> [TASK DESCRIPTION]: Convert the lines from the one containing "of the orange" through the one containing "[[83, 103]]", inclusive, into a numbered list, leaving out any blank lines.

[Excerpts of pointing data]
* START *

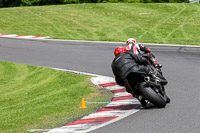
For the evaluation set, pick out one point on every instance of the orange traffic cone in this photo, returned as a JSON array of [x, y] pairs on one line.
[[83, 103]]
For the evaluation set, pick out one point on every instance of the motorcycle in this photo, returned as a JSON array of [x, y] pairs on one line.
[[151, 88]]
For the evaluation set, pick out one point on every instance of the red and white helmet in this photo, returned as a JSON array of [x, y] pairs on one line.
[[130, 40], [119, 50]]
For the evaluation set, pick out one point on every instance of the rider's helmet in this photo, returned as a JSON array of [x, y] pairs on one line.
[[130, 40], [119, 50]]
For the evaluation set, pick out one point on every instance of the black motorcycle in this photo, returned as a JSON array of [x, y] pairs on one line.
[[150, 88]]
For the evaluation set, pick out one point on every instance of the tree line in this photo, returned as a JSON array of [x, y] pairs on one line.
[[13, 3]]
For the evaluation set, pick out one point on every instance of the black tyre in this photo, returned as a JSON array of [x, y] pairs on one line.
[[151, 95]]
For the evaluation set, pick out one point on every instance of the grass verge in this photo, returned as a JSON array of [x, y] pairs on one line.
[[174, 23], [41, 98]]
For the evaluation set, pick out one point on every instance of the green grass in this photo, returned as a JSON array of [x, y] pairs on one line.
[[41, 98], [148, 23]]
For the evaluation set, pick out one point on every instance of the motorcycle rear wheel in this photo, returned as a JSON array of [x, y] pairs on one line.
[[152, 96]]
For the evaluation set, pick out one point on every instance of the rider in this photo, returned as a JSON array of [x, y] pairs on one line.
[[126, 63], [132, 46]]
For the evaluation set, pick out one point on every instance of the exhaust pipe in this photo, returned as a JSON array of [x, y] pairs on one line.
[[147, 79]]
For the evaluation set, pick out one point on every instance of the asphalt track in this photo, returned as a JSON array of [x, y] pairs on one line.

* END *
* START *

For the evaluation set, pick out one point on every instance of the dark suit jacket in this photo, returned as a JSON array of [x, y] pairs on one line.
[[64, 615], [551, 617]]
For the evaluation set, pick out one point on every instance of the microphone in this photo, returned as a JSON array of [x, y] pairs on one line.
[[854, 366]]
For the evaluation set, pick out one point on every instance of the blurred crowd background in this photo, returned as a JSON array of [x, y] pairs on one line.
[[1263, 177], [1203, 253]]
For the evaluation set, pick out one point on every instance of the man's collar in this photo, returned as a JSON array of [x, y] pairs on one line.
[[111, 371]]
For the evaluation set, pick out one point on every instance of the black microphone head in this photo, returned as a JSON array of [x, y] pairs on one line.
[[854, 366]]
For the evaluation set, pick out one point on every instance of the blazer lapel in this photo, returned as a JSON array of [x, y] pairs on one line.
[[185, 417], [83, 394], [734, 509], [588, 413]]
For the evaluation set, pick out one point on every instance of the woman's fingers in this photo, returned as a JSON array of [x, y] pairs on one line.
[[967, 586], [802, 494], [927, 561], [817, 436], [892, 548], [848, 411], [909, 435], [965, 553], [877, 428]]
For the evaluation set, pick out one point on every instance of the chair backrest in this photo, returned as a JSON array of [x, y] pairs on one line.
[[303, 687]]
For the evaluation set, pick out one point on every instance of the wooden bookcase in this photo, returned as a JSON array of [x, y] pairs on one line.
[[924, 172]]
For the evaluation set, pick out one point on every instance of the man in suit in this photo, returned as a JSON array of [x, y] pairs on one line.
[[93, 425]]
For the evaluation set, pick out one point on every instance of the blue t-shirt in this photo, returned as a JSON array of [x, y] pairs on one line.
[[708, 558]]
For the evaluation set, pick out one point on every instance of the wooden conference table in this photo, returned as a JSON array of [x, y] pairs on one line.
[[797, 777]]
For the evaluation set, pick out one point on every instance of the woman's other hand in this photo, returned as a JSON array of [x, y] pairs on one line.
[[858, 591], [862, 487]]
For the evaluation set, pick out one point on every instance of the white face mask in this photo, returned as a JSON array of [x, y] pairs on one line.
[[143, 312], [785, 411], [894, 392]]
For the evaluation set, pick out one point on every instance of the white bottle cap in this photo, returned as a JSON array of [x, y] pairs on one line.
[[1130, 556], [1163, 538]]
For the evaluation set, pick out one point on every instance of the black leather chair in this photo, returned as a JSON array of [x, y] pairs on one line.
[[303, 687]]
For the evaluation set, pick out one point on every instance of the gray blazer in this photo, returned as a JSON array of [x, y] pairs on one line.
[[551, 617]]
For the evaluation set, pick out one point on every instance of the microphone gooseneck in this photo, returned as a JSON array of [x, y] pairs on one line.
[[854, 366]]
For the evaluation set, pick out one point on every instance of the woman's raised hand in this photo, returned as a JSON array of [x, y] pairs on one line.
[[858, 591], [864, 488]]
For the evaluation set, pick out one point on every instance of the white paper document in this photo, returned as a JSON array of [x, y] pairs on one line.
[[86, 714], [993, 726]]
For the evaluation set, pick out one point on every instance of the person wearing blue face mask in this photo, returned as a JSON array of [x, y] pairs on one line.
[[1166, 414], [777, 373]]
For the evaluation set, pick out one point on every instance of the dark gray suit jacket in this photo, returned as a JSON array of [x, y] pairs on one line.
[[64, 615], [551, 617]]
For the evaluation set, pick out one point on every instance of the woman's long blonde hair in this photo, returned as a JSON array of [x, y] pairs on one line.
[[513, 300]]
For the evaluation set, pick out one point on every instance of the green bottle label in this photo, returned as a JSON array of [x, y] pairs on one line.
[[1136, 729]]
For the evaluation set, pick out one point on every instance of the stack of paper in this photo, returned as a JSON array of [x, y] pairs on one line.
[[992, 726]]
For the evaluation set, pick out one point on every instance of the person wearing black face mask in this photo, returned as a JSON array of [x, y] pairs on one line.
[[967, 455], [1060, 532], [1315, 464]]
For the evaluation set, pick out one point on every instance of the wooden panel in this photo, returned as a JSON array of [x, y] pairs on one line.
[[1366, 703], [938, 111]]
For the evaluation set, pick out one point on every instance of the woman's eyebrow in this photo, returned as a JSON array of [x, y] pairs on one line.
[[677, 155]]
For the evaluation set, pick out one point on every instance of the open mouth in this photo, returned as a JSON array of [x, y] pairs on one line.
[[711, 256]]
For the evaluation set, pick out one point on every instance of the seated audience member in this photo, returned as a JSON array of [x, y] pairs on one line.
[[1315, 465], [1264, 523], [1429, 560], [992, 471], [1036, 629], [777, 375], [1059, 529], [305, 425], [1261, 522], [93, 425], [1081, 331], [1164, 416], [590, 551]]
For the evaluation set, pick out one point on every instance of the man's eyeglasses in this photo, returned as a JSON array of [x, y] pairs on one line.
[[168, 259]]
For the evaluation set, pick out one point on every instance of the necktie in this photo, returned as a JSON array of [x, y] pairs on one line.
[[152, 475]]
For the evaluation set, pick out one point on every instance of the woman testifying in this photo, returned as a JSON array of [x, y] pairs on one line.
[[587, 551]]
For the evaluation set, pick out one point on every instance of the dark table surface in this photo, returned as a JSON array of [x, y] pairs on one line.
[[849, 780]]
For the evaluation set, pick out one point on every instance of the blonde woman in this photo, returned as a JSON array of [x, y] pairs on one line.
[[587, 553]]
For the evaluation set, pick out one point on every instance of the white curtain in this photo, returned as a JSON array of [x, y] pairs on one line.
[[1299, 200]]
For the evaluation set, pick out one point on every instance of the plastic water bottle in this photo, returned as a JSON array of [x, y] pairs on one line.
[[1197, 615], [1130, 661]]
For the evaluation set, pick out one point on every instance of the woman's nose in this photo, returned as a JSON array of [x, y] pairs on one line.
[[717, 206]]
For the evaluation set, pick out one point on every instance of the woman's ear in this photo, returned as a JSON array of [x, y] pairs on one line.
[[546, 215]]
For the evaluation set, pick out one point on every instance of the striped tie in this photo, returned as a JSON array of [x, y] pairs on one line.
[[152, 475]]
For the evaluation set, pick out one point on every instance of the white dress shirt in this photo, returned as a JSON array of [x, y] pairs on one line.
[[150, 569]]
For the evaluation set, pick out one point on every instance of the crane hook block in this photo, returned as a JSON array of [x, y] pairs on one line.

* END *

> [OUTPUT]:
1. For the evaluation set, pick out one point on every instance of the orange traffic cone in this photo, returned as a JSON array of [x, y] pairs on one line.
2. [[83, 103]]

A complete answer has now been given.